● DIRECTIONS
Rewrite the items from the line with "Wildlife-tally request: put a marker on the graduation" up to and including the final line of the items, changing "yellow honor cord" to "gold honor cord" and leaving everything else unchanged.

● DATA SECTION

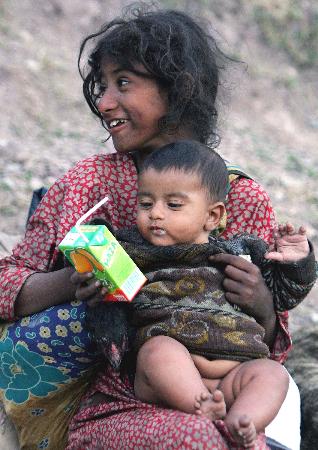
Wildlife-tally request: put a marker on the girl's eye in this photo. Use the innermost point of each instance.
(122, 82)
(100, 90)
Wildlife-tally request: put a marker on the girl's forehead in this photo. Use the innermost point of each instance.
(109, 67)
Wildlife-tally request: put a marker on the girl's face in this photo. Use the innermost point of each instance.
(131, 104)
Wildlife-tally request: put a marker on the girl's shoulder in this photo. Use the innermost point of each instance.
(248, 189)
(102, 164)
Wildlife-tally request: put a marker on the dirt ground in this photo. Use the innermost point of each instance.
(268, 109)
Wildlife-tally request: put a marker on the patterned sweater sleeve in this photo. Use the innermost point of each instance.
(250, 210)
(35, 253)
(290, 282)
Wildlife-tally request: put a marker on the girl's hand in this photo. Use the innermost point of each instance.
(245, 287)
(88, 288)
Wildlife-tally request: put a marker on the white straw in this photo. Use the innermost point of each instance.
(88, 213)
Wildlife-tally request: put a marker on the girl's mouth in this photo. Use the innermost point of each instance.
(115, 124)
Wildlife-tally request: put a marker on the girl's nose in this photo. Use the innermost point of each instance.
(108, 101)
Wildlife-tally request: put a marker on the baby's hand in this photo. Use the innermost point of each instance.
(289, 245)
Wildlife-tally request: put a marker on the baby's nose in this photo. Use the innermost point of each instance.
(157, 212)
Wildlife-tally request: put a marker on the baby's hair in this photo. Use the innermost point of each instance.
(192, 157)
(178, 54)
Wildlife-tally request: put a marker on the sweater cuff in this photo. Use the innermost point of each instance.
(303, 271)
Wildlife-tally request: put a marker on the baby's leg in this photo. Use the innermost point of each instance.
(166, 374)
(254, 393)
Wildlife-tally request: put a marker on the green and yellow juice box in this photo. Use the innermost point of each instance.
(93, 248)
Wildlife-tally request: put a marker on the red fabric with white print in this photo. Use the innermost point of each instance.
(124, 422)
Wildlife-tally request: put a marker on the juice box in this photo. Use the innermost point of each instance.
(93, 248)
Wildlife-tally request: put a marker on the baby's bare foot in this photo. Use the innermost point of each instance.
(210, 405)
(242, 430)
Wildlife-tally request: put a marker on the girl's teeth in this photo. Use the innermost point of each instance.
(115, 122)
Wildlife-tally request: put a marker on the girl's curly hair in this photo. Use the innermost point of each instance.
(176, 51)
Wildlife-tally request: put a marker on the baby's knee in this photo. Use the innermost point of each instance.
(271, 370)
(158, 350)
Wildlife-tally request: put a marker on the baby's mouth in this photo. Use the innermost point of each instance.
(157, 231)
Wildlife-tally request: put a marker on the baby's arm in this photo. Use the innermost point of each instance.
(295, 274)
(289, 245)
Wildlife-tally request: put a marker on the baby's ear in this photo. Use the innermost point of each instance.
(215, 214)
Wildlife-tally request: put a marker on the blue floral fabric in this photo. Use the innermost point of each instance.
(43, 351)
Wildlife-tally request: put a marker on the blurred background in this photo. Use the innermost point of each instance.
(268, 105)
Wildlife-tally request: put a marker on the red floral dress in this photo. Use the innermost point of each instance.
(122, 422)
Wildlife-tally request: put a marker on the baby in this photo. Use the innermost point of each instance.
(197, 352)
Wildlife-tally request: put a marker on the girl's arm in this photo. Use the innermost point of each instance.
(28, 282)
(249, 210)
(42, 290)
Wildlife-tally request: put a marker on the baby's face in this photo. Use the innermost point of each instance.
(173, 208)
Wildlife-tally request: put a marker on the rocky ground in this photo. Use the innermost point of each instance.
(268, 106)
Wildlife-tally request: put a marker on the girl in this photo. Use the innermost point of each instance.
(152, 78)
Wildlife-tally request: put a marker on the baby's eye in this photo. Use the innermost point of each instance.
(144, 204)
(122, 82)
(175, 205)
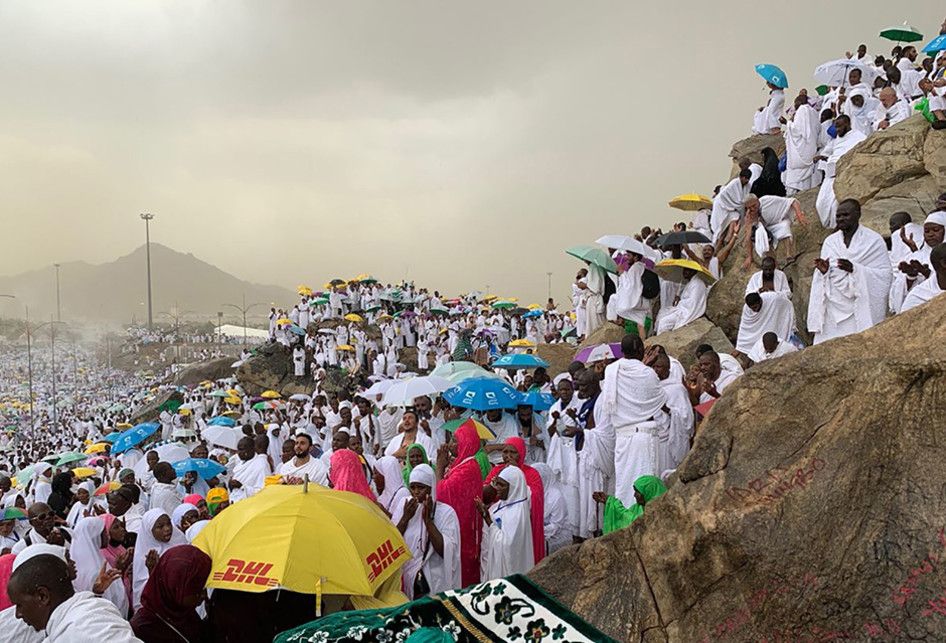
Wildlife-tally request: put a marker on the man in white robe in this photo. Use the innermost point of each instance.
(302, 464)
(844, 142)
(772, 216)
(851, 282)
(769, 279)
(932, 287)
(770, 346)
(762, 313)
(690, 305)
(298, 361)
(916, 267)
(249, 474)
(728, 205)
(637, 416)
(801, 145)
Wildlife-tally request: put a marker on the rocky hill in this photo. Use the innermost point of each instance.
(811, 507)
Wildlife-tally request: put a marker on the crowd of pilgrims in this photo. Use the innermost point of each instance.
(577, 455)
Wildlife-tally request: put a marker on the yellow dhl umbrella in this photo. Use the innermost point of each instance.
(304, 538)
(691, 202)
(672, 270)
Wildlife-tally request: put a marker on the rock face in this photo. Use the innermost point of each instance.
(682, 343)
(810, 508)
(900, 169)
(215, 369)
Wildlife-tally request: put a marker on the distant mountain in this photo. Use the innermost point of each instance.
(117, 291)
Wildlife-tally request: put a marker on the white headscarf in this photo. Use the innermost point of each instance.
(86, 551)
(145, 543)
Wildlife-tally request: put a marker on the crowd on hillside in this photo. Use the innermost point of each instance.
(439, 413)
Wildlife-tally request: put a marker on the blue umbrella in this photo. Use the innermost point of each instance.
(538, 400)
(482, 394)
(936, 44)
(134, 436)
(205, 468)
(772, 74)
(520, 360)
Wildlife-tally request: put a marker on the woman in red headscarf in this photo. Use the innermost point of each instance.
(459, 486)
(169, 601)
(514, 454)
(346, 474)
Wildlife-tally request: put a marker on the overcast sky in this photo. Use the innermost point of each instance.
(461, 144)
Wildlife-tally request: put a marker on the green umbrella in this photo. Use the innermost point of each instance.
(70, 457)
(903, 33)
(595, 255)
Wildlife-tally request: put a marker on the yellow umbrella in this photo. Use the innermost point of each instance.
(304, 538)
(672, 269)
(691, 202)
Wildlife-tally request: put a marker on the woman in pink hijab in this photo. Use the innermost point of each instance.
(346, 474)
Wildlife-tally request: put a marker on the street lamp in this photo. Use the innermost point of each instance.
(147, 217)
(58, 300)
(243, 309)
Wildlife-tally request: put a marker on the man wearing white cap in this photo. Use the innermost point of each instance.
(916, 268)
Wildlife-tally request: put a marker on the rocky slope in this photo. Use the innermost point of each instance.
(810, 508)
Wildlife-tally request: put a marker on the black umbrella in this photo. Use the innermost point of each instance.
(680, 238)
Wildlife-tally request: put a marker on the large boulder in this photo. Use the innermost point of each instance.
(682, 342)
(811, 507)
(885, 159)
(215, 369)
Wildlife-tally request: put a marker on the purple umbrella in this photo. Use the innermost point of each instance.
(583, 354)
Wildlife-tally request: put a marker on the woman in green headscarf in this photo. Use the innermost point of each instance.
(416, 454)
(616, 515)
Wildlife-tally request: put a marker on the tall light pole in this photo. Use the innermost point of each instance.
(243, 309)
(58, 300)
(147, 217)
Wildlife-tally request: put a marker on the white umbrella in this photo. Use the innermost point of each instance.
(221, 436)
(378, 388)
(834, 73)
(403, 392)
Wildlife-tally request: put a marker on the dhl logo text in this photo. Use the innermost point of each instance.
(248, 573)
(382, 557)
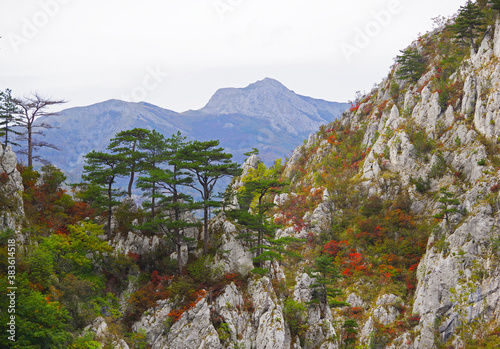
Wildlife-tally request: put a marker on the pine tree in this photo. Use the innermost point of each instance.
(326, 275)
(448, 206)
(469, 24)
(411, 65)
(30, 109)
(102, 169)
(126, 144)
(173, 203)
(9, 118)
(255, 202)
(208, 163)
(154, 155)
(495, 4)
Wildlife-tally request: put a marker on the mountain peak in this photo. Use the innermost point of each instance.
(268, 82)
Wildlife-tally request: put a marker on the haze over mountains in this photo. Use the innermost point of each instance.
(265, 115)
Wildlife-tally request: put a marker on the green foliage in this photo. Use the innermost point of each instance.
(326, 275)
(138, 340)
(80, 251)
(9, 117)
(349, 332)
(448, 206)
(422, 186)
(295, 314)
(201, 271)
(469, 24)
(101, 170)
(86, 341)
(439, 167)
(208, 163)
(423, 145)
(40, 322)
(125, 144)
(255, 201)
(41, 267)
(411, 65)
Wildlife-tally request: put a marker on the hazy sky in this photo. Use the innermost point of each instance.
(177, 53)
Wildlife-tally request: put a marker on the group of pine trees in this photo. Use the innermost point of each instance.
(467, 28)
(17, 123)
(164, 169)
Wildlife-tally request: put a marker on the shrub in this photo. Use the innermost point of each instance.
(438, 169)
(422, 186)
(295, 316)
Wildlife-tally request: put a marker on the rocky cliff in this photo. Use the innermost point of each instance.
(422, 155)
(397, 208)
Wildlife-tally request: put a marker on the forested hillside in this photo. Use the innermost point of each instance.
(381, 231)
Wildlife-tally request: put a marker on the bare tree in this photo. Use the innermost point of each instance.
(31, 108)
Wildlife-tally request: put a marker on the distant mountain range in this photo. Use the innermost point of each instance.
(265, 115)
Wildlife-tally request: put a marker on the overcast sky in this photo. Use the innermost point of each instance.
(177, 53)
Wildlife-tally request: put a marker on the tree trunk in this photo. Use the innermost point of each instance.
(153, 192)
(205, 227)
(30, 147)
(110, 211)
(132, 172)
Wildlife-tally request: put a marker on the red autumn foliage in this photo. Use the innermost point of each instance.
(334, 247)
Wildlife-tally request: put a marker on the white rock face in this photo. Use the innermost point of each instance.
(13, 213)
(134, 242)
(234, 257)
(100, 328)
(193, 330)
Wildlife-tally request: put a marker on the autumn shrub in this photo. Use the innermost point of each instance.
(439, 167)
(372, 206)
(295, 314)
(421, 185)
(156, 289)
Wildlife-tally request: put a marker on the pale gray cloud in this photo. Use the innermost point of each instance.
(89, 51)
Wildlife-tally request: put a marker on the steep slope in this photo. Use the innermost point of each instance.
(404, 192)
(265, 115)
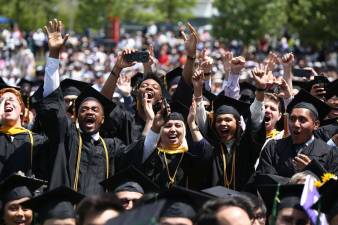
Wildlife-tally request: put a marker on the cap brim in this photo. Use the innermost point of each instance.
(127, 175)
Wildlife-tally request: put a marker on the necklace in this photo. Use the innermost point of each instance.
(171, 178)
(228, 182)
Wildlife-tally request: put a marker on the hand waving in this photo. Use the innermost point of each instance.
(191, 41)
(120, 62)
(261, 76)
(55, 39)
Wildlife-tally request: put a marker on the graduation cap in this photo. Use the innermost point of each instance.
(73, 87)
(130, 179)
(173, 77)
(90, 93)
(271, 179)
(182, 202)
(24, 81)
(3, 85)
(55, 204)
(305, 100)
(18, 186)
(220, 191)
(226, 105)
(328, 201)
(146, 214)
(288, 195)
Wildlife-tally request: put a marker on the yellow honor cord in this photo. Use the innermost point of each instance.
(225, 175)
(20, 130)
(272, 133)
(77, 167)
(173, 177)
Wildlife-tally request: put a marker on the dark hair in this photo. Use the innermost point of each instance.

● EXERCISE ANSWER
Wildlife-tally request: put a marker on the graduation cap in this photo. Use the innermost point of each instance.
(73, 87)
(130, 179)
(173, 77)
(90, 93)
(271, 179)
(182, 202)
(24, 81)
(3, 85)
(55, 204)
(305, 100)
(18, 186)
(220, 191)
(226, 105)
(328, 201)
(146, 214)
(288, 195)
Wildlife-tally request: put a marker on the gold honor cord in this photo. Use the innermost point of each instance.
(225, 175)
(20, 130)
(272, 133)
(77, 167)
(173, 177)
Wildlife-tally request: put a marker on the dark hair in this photo. Use the innermost point of each instance.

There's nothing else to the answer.